-- STATED EXERCISE --
Rewrite the items below as a two-column CSV with the headers "request" and "answer", giving one row per request. Put each request's full text and its answer in their own quoted field, with line breaks turned into spaces.

[Extracted data entries]
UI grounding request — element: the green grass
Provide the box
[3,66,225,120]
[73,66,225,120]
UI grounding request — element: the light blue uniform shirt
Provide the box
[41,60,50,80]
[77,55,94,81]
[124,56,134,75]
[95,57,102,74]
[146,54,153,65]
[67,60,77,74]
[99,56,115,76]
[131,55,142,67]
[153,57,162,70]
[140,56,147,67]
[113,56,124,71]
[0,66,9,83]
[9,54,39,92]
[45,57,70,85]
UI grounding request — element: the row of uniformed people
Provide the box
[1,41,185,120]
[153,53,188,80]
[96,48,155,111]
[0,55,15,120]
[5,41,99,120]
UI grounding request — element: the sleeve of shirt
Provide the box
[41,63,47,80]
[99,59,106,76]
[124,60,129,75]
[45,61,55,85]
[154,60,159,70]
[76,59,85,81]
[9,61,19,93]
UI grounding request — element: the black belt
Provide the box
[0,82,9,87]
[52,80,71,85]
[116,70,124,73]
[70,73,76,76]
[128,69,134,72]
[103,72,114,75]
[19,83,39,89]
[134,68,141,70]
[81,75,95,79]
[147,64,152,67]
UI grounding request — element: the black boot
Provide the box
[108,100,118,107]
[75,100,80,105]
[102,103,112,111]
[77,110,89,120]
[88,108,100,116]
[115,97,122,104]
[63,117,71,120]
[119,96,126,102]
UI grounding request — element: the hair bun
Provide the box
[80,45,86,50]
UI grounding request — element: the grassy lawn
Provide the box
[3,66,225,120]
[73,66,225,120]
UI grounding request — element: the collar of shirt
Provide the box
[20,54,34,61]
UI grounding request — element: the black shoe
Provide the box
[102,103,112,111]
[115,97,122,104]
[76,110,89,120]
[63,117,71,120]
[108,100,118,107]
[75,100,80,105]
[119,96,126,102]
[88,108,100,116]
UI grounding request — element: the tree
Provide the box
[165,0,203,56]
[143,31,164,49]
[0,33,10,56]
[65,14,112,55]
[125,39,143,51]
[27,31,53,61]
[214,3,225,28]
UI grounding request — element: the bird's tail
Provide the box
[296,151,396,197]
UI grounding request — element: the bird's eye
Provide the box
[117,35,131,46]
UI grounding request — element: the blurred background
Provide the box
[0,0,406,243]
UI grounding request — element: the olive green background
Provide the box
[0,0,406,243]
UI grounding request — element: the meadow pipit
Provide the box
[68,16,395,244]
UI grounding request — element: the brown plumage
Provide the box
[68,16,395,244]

-- REPLY TO THE TASK --
request,answer
"UI grounding request — element: the green grass Provide the box","[3,66,225,120] [73,66,225,120]"
"UI grounding request — element: the light blue uniform shirt Provide the box","[41,60,50,80] [77,55,94,81] [124,56,134,75] [95,57,102,74] [146,54,153,65] [67,60,77,74] [99,56,115,76] [131,55,142,67] [153,57,162,70] [140,56,147,67] [113,56,124,71] [0,66,9,83] [9,54,39,92] [45,57,70,85]"
"UI grounding request — element: the row of uniformed people Provide the box","[1,41,185,120] [153,53,188,80] [96,48,155,111] [0,55,15,120] [5,41,99,120]"
"UI grounding request — element: the sleeve of shirt Provide the box","[41,63,47,80] [99,59,106,76] [124,60,129,75] [45,61,55,85] [154,60,159,70] [76,59,85,81] [9,61,19,93]"
"UI grounding request — element: the black belt Provide the box","[0,82,9,87] [52,80,71,85] [116,70,124,73] [70,73,76,76] [128,69,134,72] [103,72,114,75] [19,83,39,89] [134,68,141,70] [81,75,95,79] [147,64,152,67]"
"UI grounding request — element: the black boot Provide the box","[108,100,118,107] [75,100,80,105] [102,103,112,111] [77,110,89,120] [88,108,100,116] [115,97,122,104] [63,117,71,120] [119,96,126,102]"
"UI grounding request — element: the hair bun Provide the box","[80,45,86,50]"
"UI grounding request — element: the grassy lawn Provide the box","[3,66,225,120] [73,66,225,120]"
"UI grounding request — element: the collar of shirt Provide the box","[20,54,34,61]"
"UI grounding request — element: the black shoe Provide the box","[102,103,112,111] [115,97,122,104] [76,110,89,120] [63,117,71,120] [108,100,118,107] [75,100,80,105] [119,96,126,102] [88,108,100,116]"
"UI grounding request — element: the tree Provide the box","[165,0,203,56] [143,31,164,49] [0,33,10,56] [65,14,112,55] [125,39,143,51] [27,31,53,61] [214,3,225,28]"
"UI grounding request — element: the bird's tail Provide the box","[296,151,396,197]"
"UI grounding request — element: the bird's eye Provide the box","[117,35,131,46]"
"UI grounding request — element: the blurred background Provide the box","[0,0,406,243]"
"UI grounding request — element: the olive green background Provide the box","[0,0,406,243]"
"UI grounding request — element: the meadow pipit Provide the box","[68,16,395,244]"
"UI grounding request — element: the brown plumage Provide the box","[68,16,395,244]"